***** STUDY MATERIAL
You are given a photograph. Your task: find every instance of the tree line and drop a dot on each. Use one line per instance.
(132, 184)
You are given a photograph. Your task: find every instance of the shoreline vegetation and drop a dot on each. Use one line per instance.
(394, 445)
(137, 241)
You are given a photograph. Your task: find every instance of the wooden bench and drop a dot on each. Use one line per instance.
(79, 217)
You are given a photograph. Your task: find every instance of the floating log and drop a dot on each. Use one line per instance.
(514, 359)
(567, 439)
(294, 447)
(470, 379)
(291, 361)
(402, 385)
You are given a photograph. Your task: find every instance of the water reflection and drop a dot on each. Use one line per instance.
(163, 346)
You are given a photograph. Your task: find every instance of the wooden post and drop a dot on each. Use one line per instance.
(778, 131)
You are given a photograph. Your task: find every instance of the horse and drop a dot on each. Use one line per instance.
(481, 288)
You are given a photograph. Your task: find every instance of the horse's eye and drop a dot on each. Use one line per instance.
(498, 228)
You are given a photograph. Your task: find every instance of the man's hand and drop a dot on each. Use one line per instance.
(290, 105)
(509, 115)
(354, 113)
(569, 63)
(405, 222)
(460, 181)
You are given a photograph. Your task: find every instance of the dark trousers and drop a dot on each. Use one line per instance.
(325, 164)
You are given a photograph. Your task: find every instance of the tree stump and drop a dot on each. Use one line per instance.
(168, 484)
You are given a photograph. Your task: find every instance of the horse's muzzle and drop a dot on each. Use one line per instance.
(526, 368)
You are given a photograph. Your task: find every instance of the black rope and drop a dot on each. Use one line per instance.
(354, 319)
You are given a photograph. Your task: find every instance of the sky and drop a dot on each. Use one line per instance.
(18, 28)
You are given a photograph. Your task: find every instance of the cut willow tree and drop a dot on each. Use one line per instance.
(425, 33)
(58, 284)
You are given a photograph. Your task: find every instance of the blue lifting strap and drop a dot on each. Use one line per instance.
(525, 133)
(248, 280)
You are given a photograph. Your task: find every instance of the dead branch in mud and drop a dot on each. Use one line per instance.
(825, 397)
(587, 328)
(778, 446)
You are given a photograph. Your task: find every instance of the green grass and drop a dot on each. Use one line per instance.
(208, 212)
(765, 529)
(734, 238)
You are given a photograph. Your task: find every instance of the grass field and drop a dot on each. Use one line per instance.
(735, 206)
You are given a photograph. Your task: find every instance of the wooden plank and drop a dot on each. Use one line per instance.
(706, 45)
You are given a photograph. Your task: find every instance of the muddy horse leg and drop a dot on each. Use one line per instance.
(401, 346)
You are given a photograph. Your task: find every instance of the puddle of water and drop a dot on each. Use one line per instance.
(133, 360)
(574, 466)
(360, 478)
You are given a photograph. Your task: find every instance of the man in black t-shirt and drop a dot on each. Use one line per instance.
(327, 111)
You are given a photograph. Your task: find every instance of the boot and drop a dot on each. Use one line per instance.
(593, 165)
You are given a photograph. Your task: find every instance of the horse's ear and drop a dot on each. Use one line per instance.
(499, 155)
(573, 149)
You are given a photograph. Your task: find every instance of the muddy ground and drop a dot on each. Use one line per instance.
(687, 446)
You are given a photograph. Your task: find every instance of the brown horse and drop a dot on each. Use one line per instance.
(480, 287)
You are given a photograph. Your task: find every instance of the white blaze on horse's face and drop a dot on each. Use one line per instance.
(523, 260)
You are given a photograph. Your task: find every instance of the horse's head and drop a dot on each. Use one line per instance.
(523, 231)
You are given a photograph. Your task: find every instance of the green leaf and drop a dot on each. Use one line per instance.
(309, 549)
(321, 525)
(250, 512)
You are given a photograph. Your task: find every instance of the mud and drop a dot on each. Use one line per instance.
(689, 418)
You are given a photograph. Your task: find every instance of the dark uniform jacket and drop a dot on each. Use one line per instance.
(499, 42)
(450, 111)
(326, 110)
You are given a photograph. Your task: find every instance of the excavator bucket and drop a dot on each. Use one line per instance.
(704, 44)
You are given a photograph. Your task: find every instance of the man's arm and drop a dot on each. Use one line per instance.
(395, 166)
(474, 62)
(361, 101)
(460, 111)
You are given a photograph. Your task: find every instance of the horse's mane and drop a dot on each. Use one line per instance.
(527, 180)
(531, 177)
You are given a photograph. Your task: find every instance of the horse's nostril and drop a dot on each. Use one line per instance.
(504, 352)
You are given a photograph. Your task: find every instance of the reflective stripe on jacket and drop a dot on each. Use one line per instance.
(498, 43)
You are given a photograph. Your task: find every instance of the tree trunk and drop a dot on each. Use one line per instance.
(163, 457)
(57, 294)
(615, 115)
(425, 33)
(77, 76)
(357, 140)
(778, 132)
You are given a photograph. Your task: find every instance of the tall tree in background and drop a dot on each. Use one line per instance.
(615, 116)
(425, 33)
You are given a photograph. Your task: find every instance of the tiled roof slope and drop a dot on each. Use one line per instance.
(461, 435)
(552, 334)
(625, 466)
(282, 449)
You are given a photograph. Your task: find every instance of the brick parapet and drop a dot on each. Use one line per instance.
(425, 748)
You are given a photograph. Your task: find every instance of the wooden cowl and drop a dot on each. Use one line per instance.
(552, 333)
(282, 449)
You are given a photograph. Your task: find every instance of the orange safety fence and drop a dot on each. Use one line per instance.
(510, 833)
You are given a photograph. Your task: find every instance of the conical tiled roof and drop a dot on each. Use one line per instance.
**********
YOUR GOAL —
An exact repeat of the whole listing above is needed; write it out now.

EXERCISE ANSWER —
You are given a photograph. Your task: find every instance of the tree line and drop a dot on each. Use one line per instance.
(132, 184)
You are given a photograph. Your task: find every instance of the shoreline vegetation and drop a dot on each. Use one line per instance.
(394, 445)
(137, 241)
You are given a photograph. Your task: find every instance of the wooden bench and drop a dot on each. Use one line per instance.
(79, 217)
You are given a photograph. Your task: find every instance of the floating log and drop a dot on each. Use one line per instance.
(514, 359)
(567, 439)
(294, 447)
(470, 379)
(291, 361)
(402, 385)
You are given a photograph. Your task: find every instance of the water reflection and drop a dot on each. Use one line per instance.
(163, 346)
You are given a photograph. Your task: find every instance of the wooden post and drop a dot on each. Use one line per instance.
(778, 131)
You are given a photograph. Your task: find every instance of the horse and drop a dot on each. Use one line per instance.
(481, 288)
You are given a photograph. Your task: find every instance of the horse's eye and drop a dot on each. Use one line per instance.
(498, 228)
You are given a photograph. Your task: find every instance of the man's hand and drop a dot on each. Use one line per instance.
(290, 105)
(509, 115)
(354, 113)
(569, 63)
(405, 222)
(460, 181)
You are given a photograph. Your task: find every instance of the dark trousers and drop a dot on each. Use one line per instance.
(325, 164)
You are given a photograph. Your task: find every instance of the tree stump and drop a dot on each. Use one line per instance.
(168, 484)
You are given a photograph. Your task: find every instance of the horse's muzzle and drop a dot on each. Use one line per instance.
(526, 368)
You are given a photograph. Your task: find every instance of the black rope and drop a dot on each. Use one line per instance.
(354, 319)
You are given a photograph. Your task: find every instance of the sky and drop a dot on each. Use one line per instance.
(18, 28)
You are given a photograph. Your task: find every instance of the cut willow tree and drop a dot on each. Use one line per instance.
(425, 33)
(58, 284)
You are given a photograph. Your task: find every instance of the blue lifting strap and drop a dot on each. Use one line per instance.
(525, 133)
(248, 280)
You are given a photograph. Your task: find every instance of the dead branch in mud and drop a dot on each. Use one line per instance.
(825, 397)
(587, 328)
(778, 446)
You are given a photograph. Your task: find every instance of the green grass and drop a dot on each. Use one line per instance.
(208, 212)
(765, 529)
(734, 238)
You are given a photograph. Your task: find every instance of the grass field and drop a dot on each. Use one line per instance.
(735, 206)
You are given a photograph. Your task: find every instance of the wooden plank and drop a dot on each. Use one line per instance.
(706, 45)
You are given a photograph. Your task: find every instance of the muddy horse leg and drop a dot on each. Use one line per instance.
(401, 346)
You are given a photograph. Your task: find every instance of the puddle of water and drop a dot on each. Use one line per instance.
(133, 360)
(574, 466)
(360, 478)
You are given a photograph. Your task: find every instance of the man in black t-shirt and drop a dot on each. Use one line per instance.
(327, 111)
You are given a photograph. Your task: find every instance of the boot and drop a dot on each. Use one line per instance.
(593, 165)
You are given a photograph. Your task: find every instance of the horse's ear and drop a dot on each. Use one line per instance.
(499, 155)
(573, 149)
You are given a photograph. Your task: find every instance of the muddy ground and drop a dot on each. Use one line per instance.
(687, 446)
You are given a photograph. Your task: find every instance of the brown horse and drop a dot on each. Use one line per instance.
(480, 287)
You are given a photograph. Your task: find every instance of the white blaze on horse's face and drop a dot on each. Use one line per instance.
(523, 260)
You are given a photograph. Your task: find every instance of the horse's head and drop a dot on each. Use one line per instance.
(523, 231)
You are given a photograph. Your task: find every instance of the green leaf and drop a dot on each. Use one line per instance.
(309, 549)
(321, 525)
(250, 512)
You are given a photograph. Your task: find every instance of the mud and drop a dot on each. Use one line per instance.
(689, 418)
You are given a photograph. Your task: find every instance of the dark uniform jacket and drop a dot on each. Use one line per instance.
(499, 42)
(450, 111)
(326, 110)
You are given a photograph. Your task: find every instance of the excavator bucket and drop a dot on each. Use one line per instance.
(704, 44)
You are given a photograph. Your task: find every instance of the man's arm and drop a dot on each. Use one line per instance.
(395, 166)
(474, 62)
(361, 101)
(460, 111)
You are given a photograph. Your task: find every instance of the horse's mane and drop a dot on each. Use one line per instance.
(527, 180)
(531, 177)
You are given a photograph. Your task: find every instance of the horse's nostril and drop a dot on each. Use one line per instance.
(504, 352)
You are given a photograph. Your task: find every instance of the reflective stripe on jacket and drop a dot on each. Use one line per instance.
(498, 43)
You are given a photograph. Your task: find every instance of the tree trunk and drop a dot on each. Use one line per instance.
(163, 457)
(57, 294)
(615, 115)
(425, 33)
(77, 76)
(357, 140)
(778, 132)
You are given a photograph. Your task: find every instance of the tall tree in background and drop a dot on each. Use one line per instance.
(615, 116)
(425, 33)
You are given a photograph. Your task: find every instance of the tiled roof slope and drop a dot on each. Use one line per instance.
(461, 435)
(552, 334)
(625, 466)
(282, 449)
You are given a photograph. Your task: find every instance of the brick parapet and drop a dot on each. Use one line per instance.
(425, 748)
You are given a photograph. Your task: find every instance of the wooden cowl and drop a dot on each. Use one line per instance.
(552, 333)
(282, 449)
You are given a photograph. Your task: find every instance of the orange safety fence and drop a dot on each. Use one line per instance.
(510, 833)
You are given a photograph. Your task: find every instance of the conical tiled roof and drop a dot on each. Use one line per instance.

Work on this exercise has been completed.